Task requirements = Pick up the news article below about the Allina and Blue Cross health plan and continue it from its final sentence.

Supplied passage =
-.-.-

Allina, Blue Cross team up on Minn. health plan

Published 10:29 am Thursday, August 8, 2013

MINNEAPOLIS — Two major Minnesota health care companies have teamed up to offer a new insurance plan they say was specifically designed to address what people don’t like about their current plans.

Allina Health and insurer Blue Cross and Blue Shield of Minnesota unveiled the new offering Tuesday. The Star Tribune reports it offers a handful of free office visits along with full coverage of many prescription drugs and lab screenings. It also eliminates many co-pays.

The companies said the plan known as “BluePrint” was formed after interviews with patients and employers as well as doctors. The plan will be available for individuals, families and large and small employers in 11 counties around the Twin Cities area. It will be sold through the state’s MNsure exchange starting in October, and through brokers and Blue Cross.

Email newsletter signup

“We tried to strip everything out that got in the way of optimal patient care,” said Dr. Robert Wieland, executive vice president of Allina’s clinic and community division.

-.-.-

Source information =
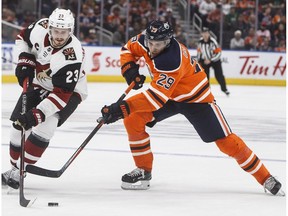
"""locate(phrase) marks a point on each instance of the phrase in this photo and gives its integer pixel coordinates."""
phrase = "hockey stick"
(57, 173)
(23, 201)
(10, 61)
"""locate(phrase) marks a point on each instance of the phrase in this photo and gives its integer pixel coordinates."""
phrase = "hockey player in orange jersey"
(179, 86)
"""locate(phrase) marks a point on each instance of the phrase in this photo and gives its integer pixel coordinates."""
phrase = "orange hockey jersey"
(175, 76)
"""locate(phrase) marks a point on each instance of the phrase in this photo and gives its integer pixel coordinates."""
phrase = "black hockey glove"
(115, 112)
(130, 71)
(25, 67)
(32, 118)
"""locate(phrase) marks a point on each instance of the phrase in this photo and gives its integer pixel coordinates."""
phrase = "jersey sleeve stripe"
(139, 141)
(222, 121)
(151, 100)
(156, 97)
(194, 90)
(141, 153)
(140, 147)
(207, 93)
(197, 94)
(159, 93)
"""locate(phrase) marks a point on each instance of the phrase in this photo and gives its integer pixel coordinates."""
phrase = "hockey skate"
(273, 186)
(11, 178)
(138, 179)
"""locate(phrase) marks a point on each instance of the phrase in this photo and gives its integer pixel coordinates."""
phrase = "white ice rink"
(190, 177)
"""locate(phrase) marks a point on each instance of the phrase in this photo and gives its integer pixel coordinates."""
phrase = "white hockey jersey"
(57, 70)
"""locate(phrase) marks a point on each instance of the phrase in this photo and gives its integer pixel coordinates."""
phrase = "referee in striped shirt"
(208, 55)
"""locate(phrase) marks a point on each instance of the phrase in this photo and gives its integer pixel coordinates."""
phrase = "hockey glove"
(32, 118)
(115, 112)
(25, 67)
(130, 71)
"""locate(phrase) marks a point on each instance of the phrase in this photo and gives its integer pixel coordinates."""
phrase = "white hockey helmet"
(61, 18)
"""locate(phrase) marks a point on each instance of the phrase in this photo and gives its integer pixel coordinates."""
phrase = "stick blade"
(43, 172)
(26, 203)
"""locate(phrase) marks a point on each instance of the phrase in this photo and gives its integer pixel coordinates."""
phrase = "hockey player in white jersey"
(51, 57)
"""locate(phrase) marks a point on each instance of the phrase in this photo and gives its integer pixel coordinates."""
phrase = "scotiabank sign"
(236, 64)
(106, 61)
(241, 64)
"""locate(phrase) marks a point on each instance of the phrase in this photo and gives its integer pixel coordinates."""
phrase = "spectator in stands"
(213, 20)
(263, 32)
(281, 47)
(119, 36)
(205, 8)
(279, 34)
(237, 43)
(92, 38)
(230, 19)
(87, 19)
(250, 40)
(114, 19)
(264, 45)
(170, 18)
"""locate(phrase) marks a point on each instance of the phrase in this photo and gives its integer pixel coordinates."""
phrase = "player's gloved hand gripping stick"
(57, 173)
(23, 201)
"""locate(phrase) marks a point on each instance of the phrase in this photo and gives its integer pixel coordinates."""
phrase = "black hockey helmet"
(159, 31)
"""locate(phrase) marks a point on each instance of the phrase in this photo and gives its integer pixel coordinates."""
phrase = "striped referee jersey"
(208, 50)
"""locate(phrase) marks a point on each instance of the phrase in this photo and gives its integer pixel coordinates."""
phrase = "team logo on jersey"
(69, 54)
(134, 39)
(44, 24)
(96, 61)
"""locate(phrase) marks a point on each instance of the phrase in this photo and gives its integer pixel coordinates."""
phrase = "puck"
(53, 204)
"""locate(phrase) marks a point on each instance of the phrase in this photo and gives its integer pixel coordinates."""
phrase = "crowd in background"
(238, 20)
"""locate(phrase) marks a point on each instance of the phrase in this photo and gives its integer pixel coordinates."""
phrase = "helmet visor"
(59, 36)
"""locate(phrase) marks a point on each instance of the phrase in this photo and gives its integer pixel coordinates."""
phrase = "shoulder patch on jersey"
(134, 39)
(44, 24)
(141, 39)
(69, 54)
(170, 59)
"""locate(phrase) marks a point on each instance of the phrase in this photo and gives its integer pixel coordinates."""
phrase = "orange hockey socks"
(235, 147)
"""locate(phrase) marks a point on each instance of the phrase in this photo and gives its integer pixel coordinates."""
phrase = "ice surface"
(189, 177)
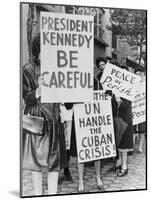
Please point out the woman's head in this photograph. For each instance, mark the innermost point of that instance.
(124, 67)
(113, 61)
(36, 46)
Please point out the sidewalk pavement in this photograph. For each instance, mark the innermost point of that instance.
(136, 178)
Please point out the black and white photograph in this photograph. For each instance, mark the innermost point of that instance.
(83, 72)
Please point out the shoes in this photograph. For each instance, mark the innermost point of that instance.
(114, 168)
(101, 187)
(122, 172)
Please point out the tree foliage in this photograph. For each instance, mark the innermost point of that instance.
(130, 23)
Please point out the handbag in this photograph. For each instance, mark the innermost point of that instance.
(32, 124)
(119, 128)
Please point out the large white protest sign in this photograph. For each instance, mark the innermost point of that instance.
(139, 105)
(66, 57)
(120, 81)
(94, 129)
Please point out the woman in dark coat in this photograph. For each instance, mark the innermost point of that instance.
(140, 128)
(40, 153)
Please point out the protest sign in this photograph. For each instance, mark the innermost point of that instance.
(139, 105)
(66, 57)
(94, 129)
(122, 82)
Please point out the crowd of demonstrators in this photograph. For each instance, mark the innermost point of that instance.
(51, 151)
(139, 130)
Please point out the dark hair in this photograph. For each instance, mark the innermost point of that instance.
(36, 46)
(124, 67)
(114, 62)
(138, 70)
(99, 59)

-.-.-

Answer space =
The partnership shows how changes in federal and state health care laws, along with rising medical costs, are pushing traditional adversaries to work together. Providers are facing declining reimbursements for their work, leaving them with greater incentive to keep patients healthier.

“It’s an evolutionary step in the market, but there’s a lot of merit to a movement like this,” said Steve Parente, a health care economist and professor at the University of Minnesota. “I can see it working both in terms of consumer appeal as well as in the nuts and bolts of the actuarial parts of it.”

The companies said the price for coverage will be lower than in “open choice” plans offered by Blue Cross, because participants will be limited to Allina Hospitals, clinics and the 53 independent physicians in its network.

The plan will be open to anyone, but it targets people with diabetes, hypertension and high cholesterol — three chronic conditions that can be costly for patients and providers if sufferers wind up in the hospital. Patients will also get discounts for participating in workshops aimed at encouraging healthy decisions.